**WRITTEN PROBLEM 1:** How would you translate the sentence "Importers usually assume risk transfers in phase 1." from the passage on FOB shipping terms below into Spanish?

══ TEXT BLOCK

Two things textbooks rarely flag:
“FOB” means different things in different rulebooks
“FOB Shanghai” on a Chinese PI = Incoterms 2020 (international maritime). “FOB Origin” on a U.S. 3PL contract = UCC (domestic). Same letters, different rulebooks. If a quote still talks about risk transferring “at the ship’s rail,” that wording was removed in Incoterms 2010 — a small signal the doc hasn’t been updated in over a decade.
The practical mental model: three phases
Importers usually assume risk transfers in phase 1. It actually transfers between phase 2 and phase 3:
- Factory → port — supplier’s risk.
- At port, before loading (CY waiting) — on paper still supplier’s; in practice, the gray zone (next section).
- On board → destination → your door — your risk, your insurance.
If you remember nothing else: FOB is not a single moment. It’s a handoff inside phase 2 — exact timing depends on containerization, forwarder docs, and what your contract says.
exact moment depends on whether your goods are containerized, how your forwarder handles the documentation, and what your contract actually says.
The Container Gap: The Risk Transfer Problem Nobody Tells You

Here’s where FOB gets uncomfortable for SMB importers — and why we put this section right after the definition.
When your goods are sealed in a container sitting at the port’s Container Yard (CY) waiting to be loaded onto the vessel — sometimes for hours, sometimes for days — your shipment is in a physical and legal gray zone. Your supplier has done their part: trucked the container to the port, handed off the documents, paid the terminal handling charge. On paper, you don’t own the risk yet (it only transfers when the box is on board). In practice, neither does anyone you can actually call when something goes wrong during those waiting hours.

════
══ INFORMATION GIVEN

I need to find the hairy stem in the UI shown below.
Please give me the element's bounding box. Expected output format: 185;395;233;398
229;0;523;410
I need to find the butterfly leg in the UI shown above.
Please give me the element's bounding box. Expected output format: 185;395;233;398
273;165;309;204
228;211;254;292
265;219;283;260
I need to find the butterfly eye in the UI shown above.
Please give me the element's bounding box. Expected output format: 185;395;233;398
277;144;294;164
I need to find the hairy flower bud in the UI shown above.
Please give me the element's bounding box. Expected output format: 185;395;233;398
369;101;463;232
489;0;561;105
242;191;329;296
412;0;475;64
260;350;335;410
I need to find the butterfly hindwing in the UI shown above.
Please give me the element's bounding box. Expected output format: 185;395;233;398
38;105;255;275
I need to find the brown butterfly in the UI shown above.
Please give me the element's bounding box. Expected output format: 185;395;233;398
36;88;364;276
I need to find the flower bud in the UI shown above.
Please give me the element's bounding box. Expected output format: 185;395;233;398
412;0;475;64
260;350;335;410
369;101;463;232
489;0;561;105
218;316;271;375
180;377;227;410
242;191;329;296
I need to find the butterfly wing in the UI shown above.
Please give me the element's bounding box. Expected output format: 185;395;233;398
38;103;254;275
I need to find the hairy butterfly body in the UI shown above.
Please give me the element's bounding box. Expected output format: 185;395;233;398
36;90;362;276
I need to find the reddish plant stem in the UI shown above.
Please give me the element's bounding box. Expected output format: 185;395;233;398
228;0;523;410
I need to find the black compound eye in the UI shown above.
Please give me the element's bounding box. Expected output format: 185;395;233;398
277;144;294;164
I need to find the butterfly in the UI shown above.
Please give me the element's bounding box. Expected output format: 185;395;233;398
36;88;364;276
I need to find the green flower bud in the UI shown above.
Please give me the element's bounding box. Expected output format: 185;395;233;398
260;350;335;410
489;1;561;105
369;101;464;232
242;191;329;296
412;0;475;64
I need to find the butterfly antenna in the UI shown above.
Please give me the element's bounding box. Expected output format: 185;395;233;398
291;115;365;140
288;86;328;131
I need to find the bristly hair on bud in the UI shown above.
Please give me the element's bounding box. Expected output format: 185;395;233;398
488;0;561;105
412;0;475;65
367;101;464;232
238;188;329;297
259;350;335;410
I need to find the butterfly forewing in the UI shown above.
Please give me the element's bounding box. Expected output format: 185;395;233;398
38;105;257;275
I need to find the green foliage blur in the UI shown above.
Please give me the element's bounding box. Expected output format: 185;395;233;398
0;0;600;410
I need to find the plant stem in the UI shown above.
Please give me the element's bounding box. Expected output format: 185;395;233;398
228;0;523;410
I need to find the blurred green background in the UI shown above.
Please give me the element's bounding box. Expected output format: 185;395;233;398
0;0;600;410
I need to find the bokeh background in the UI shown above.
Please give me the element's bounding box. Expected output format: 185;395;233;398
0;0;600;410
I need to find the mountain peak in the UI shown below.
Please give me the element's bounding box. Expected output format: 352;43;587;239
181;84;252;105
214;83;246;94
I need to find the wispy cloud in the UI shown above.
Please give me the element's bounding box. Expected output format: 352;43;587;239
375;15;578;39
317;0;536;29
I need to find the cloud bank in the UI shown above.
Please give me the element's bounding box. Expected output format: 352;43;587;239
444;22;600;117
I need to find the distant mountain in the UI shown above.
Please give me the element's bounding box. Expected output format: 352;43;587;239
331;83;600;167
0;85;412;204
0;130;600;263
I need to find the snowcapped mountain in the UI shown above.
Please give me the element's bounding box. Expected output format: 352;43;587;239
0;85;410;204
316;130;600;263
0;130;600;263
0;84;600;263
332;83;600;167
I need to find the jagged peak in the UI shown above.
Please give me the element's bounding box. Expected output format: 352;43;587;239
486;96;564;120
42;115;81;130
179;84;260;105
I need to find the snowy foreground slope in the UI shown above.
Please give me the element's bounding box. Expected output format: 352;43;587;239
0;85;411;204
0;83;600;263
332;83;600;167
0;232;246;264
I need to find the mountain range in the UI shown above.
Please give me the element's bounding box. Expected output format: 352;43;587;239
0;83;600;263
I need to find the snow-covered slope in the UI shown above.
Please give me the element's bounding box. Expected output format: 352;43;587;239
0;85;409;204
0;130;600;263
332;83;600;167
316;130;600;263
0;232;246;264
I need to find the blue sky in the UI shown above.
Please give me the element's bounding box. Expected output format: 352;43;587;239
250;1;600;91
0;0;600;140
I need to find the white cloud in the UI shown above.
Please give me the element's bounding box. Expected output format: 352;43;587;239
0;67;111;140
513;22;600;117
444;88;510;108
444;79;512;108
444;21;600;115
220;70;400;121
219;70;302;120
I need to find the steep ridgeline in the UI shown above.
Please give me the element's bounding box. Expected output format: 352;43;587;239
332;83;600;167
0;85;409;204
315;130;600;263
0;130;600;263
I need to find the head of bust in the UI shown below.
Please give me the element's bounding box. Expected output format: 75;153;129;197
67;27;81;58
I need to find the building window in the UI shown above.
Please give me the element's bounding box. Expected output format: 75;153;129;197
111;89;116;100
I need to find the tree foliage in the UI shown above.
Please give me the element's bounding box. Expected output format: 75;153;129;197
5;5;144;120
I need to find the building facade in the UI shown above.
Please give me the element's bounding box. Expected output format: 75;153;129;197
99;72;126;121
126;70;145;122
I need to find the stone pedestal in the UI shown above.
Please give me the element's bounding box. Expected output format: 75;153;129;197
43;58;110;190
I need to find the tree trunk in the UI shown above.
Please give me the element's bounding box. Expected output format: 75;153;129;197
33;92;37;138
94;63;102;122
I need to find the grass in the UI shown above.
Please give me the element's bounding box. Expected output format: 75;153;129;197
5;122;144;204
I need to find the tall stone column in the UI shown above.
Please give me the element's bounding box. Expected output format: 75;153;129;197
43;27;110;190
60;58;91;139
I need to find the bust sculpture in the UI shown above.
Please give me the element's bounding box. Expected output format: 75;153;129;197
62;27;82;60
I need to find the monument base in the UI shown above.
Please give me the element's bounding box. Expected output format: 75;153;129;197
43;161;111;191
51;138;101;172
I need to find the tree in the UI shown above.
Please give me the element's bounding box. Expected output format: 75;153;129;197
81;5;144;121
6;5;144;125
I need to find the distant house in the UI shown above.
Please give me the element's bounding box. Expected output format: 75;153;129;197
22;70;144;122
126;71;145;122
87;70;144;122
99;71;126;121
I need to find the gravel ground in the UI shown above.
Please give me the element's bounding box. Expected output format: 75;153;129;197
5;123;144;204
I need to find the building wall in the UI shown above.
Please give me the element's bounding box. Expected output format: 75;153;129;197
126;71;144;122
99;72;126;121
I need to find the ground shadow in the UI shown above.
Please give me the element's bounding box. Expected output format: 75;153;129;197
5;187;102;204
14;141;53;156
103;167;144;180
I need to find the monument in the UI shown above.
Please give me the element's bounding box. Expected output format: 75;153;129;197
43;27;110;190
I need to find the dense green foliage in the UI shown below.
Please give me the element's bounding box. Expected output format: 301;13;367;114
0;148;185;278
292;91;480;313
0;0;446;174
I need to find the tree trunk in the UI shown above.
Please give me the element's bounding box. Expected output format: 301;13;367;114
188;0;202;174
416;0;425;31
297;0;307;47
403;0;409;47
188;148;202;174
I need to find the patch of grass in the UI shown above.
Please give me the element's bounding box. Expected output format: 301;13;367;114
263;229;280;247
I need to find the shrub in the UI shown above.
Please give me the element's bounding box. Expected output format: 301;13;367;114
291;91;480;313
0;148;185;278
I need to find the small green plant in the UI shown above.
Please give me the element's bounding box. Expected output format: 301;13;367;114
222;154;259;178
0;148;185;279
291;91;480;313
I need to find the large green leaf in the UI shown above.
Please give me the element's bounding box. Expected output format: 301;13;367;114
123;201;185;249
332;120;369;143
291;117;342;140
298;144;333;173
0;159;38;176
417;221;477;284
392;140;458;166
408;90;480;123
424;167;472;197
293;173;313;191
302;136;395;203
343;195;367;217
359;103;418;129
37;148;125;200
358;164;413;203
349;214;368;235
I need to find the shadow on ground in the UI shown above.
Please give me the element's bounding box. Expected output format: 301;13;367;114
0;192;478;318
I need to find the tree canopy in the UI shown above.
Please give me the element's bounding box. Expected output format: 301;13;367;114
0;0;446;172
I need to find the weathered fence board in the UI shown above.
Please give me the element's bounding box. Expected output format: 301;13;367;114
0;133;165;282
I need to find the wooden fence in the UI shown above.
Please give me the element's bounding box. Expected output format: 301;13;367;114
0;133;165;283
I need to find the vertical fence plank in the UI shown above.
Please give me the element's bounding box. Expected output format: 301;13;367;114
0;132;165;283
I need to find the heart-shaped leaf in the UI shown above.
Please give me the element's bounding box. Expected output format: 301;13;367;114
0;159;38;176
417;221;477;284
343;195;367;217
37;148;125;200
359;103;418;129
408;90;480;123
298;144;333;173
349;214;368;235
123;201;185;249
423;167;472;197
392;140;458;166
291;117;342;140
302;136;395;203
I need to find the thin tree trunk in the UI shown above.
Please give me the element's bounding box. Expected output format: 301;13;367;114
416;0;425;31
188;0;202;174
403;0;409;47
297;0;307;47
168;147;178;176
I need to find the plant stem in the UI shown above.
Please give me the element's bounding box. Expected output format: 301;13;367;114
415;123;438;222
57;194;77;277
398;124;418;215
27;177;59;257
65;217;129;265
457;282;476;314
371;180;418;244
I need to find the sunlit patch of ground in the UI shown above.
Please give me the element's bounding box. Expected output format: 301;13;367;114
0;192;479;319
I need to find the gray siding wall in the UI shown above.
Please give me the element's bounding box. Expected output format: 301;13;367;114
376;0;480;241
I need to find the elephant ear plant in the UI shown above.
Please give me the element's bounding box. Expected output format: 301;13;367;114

════

**WRITTEN PROBLEM 2:** Could you rescale the records, starting at their first line and ending at the line that contains "229;0;523;410"? Give those lines again with the requests unchanged, and multiply each bounding-box coordinate in the answers by 2.55, rounding to whole numbers with halves rounded up.

**EXERCISE RESULT 1:** Los importadores suelen suponer que el riesgo se transfiere en la fase 1.

**EXERCISE RESULT 2:**
I need to find the hairy stem in the UI shown below.
Please give me the element's bounding box. Expected output format: 185;395;233;398
584;0;1334;1046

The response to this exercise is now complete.